§ **GOAL OF THE EXERCISE**:
Copy out the listing below word for word. Begin at the line that contains "Target: road" and go through the end of the listing.

§ **SUPPLIED ENTRIES**:
%%
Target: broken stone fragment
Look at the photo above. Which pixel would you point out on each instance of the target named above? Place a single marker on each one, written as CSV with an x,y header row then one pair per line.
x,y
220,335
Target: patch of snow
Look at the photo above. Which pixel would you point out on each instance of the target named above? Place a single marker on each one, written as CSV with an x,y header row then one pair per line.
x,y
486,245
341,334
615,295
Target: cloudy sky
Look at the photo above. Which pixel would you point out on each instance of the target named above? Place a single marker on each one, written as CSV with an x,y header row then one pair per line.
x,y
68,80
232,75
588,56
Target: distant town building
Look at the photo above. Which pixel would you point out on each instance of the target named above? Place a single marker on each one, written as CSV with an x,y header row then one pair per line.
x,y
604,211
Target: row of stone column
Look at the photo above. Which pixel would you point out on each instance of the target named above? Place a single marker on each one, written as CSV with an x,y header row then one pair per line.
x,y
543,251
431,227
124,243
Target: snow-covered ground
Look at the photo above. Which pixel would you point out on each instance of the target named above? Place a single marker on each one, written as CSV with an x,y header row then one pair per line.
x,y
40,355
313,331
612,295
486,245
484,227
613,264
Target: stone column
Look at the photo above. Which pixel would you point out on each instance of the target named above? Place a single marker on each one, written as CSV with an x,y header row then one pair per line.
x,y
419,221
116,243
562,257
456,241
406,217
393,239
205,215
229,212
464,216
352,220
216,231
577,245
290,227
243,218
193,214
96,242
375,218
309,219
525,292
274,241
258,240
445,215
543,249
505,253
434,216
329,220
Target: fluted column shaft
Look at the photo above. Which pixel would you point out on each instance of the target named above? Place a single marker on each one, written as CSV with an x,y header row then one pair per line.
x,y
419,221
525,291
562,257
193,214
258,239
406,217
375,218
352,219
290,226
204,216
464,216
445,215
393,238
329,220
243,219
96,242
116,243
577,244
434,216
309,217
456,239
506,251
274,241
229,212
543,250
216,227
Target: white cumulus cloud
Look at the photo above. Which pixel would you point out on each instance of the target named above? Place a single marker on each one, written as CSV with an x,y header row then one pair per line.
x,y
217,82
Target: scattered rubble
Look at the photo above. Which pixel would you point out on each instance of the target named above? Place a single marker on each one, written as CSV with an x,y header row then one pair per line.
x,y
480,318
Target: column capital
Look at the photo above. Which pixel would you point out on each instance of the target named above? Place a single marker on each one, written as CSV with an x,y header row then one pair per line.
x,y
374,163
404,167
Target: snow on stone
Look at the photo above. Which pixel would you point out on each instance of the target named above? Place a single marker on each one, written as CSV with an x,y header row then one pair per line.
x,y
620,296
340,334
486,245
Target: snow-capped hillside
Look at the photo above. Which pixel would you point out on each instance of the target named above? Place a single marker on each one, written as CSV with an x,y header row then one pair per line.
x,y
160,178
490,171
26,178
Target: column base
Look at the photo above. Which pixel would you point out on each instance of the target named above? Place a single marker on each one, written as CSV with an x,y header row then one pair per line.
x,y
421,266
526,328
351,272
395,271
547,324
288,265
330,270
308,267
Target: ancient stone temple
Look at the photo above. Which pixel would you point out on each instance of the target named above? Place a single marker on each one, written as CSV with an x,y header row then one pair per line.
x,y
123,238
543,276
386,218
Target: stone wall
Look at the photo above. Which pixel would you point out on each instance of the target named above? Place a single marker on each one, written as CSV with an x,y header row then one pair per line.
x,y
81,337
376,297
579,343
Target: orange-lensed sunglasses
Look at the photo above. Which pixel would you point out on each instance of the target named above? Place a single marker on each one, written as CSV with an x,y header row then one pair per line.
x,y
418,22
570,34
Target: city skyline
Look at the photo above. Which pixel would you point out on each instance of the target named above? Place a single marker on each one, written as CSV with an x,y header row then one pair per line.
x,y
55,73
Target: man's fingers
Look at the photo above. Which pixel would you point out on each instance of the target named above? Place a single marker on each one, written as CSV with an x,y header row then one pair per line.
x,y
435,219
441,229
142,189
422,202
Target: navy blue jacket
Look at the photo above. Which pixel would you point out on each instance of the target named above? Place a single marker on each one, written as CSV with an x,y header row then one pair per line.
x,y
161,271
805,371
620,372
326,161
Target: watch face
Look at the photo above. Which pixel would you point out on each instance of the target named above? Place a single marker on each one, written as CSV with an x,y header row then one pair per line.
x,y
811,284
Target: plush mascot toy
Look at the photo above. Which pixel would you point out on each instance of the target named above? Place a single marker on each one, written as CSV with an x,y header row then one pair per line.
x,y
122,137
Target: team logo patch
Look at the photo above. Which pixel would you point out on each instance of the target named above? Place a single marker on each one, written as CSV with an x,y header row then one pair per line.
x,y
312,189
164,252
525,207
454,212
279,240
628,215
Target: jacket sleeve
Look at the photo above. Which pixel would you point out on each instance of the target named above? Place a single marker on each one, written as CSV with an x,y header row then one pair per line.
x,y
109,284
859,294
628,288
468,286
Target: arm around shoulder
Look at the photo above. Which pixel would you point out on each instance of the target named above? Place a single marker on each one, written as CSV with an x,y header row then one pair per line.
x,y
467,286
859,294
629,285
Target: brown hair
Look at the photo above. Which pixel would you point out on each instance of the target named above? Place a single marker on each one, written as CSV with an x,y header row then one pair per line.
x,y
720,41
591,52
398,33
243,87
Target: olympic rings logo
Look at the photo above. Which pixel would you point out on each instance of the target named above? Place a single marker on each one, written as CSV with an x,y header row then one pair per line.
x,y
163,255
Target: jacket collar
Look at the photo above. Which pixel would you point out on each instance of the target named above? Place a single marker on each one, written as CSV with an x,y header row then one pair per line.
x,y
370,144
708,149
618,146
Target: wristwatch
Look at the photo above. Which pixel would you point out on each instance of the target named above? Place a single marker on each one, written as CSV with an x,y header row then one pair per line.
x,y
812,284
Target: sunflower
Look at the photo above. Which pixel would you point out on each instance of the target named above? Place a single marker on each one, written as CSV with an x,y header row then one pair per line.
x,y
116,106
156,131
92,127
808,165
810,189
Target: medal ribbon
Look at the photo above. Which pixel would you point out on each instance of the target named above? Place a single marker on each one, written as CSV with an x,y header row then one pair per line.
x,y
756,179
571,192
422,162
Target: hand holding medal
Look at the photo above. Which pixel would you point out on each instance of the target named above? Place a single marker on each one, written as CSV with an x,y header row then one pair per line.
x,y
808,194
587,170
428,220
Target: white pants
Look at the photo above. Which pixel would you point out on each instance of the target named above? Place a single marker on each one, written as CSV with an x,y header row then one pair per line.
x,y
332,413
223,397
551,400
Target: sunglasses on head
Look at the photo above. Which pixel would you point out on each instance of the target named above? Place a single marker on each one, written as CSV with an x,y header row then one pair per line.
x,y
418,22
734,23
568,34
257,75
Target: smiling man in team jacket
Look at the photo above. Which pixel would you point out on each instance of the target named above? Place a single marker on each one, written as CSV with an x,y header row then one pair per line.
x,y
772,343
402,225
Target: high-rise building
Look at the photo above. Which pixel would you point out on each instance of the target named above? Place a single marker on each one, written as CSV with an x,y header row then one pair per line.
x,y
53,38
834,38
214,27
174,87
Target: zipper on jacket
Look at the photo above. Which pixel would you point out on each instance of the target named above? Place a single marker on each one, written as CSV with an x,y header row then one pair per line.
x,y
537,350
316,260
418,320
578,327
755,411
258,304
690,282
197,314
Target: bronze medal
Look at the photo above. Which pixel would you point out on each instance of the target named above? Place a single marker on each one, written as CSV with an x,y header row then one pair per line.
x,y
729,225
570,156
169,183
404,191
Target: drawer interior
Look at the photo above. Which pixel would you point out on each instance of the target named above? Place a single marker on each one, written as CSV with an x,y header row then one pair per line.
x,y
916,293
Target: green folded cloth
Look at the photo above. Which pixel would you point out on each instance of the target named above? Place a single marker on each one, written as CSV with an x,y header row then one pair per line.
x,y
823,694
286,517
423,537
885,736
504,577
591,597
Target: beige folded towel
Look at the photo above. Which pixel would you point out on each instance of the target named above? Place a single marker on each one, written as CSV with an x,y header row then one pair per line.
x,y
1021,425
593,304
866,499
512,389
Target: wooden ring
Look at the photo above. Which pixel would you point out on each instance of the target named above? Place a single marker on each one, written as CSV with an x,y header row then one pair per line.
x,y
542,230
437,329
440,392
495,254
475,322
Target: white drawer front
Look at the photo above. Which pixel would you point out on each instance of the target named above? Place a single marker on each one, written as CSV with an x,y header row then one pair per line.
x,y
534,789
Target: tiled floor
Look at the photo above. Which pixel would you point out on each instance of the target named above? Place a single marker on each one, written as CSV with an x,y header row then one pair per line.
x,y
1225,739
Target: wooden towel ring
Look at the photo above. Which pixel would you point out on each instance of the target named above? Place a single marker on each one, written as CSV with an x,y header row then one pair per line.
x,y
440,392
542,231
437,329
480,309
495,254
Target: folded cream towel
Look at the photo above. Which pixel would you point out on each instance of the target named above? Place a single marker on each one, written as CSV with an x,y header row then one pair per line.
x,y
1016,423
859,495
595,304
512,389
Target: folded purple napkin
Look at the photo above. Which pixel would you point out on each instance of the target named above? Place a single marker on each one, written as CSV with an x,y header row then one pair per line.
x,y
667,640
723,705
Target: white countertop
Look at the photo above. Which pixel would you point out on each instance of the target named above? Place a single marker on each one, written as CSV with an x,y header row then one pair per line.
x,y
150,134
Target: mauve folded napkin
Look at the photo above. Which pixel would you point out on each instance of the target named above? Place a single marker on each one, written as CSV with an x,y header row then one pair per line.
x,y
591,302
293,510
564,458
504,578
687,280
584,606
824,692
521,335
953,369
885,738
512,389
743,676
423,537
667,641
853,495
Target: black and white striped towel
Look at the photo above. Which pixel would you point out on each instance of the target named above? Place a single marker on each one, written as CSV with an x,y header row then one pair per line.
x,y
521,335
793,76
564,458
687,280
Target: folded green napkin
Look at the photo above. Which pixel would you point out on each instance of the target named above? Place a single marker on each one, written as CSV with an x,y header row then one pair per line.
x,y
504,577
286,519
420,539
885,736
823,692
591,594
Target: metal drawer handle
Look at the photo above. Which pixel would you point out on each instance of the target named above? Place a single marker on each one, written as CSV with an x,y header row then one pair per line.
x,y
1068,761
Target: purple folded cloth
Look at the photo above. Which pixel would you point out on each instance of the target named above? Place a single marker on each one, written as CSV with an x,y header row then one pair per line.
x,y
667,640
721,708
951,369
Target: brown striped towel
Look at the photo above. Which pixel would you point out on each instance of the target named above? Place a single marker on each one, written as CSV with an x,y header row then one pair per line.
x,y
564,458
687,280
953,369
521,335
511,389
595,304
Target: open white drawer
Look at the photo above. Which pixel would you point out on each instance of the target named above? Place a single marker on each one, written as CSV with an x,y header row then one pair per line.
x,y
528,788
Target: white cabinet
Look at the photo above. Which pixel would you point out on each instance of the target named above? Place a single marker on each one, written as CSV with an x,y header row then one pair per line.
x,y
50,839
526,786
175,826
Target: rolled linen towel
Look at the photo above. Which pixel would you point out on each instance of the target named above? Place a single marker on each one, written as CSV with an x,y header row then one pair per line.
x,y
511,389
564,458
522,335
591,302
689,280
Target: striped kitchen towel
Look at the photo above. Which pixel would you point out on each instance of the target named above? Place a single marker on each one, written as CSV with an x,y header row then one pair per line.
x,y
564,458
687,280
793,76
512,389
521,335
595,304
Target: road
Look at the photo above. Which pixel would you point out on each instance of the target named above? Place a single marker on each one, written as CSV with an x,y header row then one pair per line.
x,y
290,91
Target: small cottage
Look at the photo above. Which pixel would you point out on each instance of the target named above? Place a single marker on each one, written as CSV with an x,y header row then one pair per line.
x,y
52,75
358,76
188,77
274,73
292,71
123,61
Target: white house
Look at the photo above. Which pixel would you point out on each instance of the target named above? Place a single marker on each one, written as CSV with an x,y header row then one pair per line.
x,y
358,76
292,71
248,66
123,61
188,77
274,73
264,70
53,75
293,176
%%
§ **PROBLEM SOLUTION**:
Target: road
Look at the photo above. Which pixel would you point out on each instance of the target named above? Place a single marker on each one, written as CSV with an x,y header row then one pair per line.
x,y
290,91
Target: small cottage
Look at the photo above. Which pixel would you point out on each instance of the target named above? Place a single marker on each one, written as CSV with an x,y header row then one pair per line.
x,y
52,75
358,76
188,77
274,73
292,71
123,61
Target: white house
Look at the photo above. Which pixel would you point out on each instance of the target named above? Place a single marker on each one, written as CSV with an x,y header row then one pair per line.
x,y
358,76
292,71
248,66
123,61
188,77
274,73
264,70
53,75
293,176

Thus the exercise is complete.